Items from a data source
========================================
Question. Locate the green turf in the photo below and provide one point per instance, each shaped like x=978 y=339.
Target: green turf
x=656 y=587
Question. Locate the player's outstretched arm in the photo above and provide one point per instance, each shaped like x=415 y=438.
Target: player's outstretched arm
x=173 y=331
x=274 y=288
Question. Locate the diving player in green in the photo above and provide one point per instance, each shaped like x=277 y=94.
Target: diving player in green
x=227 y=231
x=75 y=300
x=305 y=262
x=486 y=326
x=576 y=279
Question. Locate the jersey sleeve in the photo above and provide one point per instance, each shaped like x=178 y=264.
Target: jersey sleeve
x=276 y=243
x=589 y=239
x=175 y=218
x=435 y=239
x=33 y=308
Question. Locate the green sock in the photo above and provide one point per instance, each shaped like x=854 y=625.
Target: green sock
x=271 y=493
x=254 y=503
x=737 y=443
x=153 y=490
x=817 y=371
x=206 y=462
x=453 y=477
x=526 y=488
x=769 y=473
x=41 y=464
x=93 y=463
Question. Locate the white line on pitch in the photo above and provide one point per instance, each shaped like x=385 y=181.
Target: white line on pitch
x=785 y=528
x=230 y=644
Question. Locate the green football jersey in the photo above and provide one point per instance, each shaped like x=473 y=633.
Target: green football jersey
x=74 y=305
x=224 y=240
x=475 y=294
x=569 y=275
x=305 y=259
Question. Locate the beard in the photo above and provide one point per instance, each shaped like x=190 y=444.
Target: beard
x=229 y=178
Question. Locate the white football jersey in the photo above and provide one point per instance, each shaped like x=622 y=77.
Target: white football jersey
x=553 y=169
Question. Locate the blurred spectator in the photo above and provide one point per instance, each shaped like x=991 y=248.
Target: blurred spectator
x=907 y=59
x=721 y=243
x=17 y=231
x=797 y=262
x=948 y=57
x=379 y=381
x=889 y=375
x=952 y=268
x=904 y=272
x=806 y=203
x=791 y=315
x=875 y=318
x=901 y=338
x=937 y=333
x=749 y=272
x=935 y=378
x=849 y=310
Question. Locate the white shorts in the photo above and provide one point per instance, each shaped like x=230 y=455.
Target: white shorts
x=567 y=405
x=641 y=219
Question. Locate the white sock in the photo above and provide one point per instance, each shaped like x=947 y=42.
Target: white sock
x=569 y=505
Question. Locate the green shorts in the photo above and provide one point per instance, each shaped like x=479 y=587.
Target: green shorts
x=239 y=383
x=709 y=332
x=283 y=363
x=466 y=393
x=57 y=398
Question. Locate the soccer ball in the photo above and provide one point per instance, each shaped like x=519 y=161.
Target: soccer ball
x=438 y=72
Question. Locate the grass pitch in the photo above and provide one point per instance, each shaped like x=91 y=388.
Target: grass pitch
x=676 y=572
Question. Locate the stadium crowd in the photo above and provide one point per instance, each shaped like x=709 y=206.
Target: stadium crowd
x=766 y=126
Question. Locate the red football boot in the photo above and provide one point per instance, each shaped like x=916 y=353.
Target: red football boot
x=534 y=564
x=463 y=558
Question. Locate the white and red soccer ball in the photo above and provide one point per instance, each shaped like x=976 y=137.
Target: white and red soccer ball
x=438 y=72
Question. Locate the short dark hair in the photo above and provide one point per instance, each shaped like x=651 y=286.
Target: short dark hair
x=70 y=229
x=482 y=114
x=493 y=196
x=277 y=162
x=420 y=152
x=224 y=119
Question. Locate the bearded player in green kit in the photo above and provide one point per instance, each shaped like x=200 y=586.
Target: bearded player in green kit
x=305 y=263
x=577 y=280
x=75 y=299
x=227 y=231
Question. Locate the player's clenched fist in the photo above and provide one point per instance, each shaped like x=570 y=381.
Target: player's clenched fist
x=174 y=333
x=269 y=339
========================================
▶ **STATED GOAL**: Copy every row above word for word, from the first line to the last.

▶ **FULL SOLUTION**:
Question. Locate the green turf in the photo below and provide one point per instance, each shaped like x=978 y=339.
Target: green turf
x=656 y=587
Question. Locate the player's outstretched arm in the photo above and provide one point per instance, each shaped like x=415 y=438.
Target: player's outstretched arm
x=173 y=331
x=274 y=288
Question. Locate the diving player in green in the photo above and provide one point per instance, each shaped like x=277 y=94.
Target: diving player in green
x=227 y=231
x=75 y=300
x=305 y=262
x=486 y=326
x=576 y=279
Question. Locate the jersey sleeve in the photo above and provide one point per instance, each shaped like x=178 y=264.
Target: jersey sleeve
x=276 y=243
x=589 y=239
x=175 y=218
x=435 y=239
x=33 y=308
Question. Locate the green sock in the photo above and provide one point per instance, each shaped like x=854 y=625.
Target: green sock
x=271 y=493
x=254 y=503
x=737 y=443
x=153 y=490
x=817 y=371
x=206 y=462
x=453 y=477
x=526 y=488
x=769 y=473
x=41 y=464
x=93 y=463
Question. Locate the white line on pitch in the photo above and provide one point per instance, each shaped like x=385 y=181.
Target: white line on pitch
x=785 y=528
x=230 y=644
Question. Locate the green football jersey in the photo above and provide one point per instance, each shaped like x=473 y=633.
Target: green football jersey
x=74 y=305
x=224 y=240
x=475 y=294
x=569 y=275
x=305 y=259
Question. Locate the beard in the photo above and provide one point per instance, each shaped like x=190 y=444.
Target: beard
x=229 y=178
Question. Locate the white football jersey in the photo above and provide one point per instance, each shaped like x=622 y=77.
Target: white football jersey
x=553 y=169
Question. Locate the blurred spectator in the photo above and provide one point per instance, each shaped like x=991 y=248.
Target: blurred spectator
x=907 y=59
x=721 y=243
x=17 y=231
x=797 y=262
x=948 y=57
x=379 y=381
x=889 y=375
x=952 y=268
x=904 y=272
x=806 y=203
x=791 y=315
x=875 y=318
x=901 y=338
x=937 y=333
x=749 y=272
x=935 y=378
x=849 y=310
Question. Locate the white shorts in the photo above and provide one point per instance, each shaped like x=230 y=455.
Target: white shorts
x=567 y=405
x=641 y=219
Question. Locate the white sock in the photo above and provide one point per instance, each shaped like x=947 y=42.
Target: white sock
x=569 y=505
Question. Locate the green shorts in the photo above and provide one point per instance, each shaped like x=479 y=587.
Target: green shorts
x=239 y=383
x=709 y=332
x=283 y=363
x=466 y=393
x=57 y=398
Question. Locate the soccer ball in the photo above and provide one point per instance, each shaped like x=519 y=161.
Target: soccer ball
x=438 y=72
Question. Locate the grass pitch in the photo above and provide one point per instance, each shaped like x=91 y=388.
Target: grass pitch
x=676 y=572
Question. Locate the stadium crowd in the photo above and provide one point per instance, each shaped like x=709 y=206.
Target: stadium crowd
x=766 y=126
Question. Locate the red football boot in the photo above and provide one point per instance, each shaped like x=916 y=353.
Target: red football boot
x=534 y=564
x=463 y=558
Question. Locate the white and red soccer ball in the photo above and provide one point per instance, each shaped like x=976 y=137.
Target: white and red soccer ball
x=438 y=72
Question. Locate the short dark hair in the photo above and provide one point per instance, each shaped like x=651 y=286.
Target: short dark hair
x=70 y=229
x=482 y=114
x=493 y=196
x=277 y=162
x=420 y=152
x=224 y=119
Question. Locate the bearded player in green kit in the photo above and provide one point per instance, each shaped like x=200 y=586.
Target: bearded player in green kit
x=305 y=263
x=577 y=280
x=75 y=299
x=227 y=231
Question. Locate the player's clenched fist in the photo above and provide one point per instance, each shaped like x=570 y=381.
Target: player's clenched fist
x=174 y=333
x=269 y=339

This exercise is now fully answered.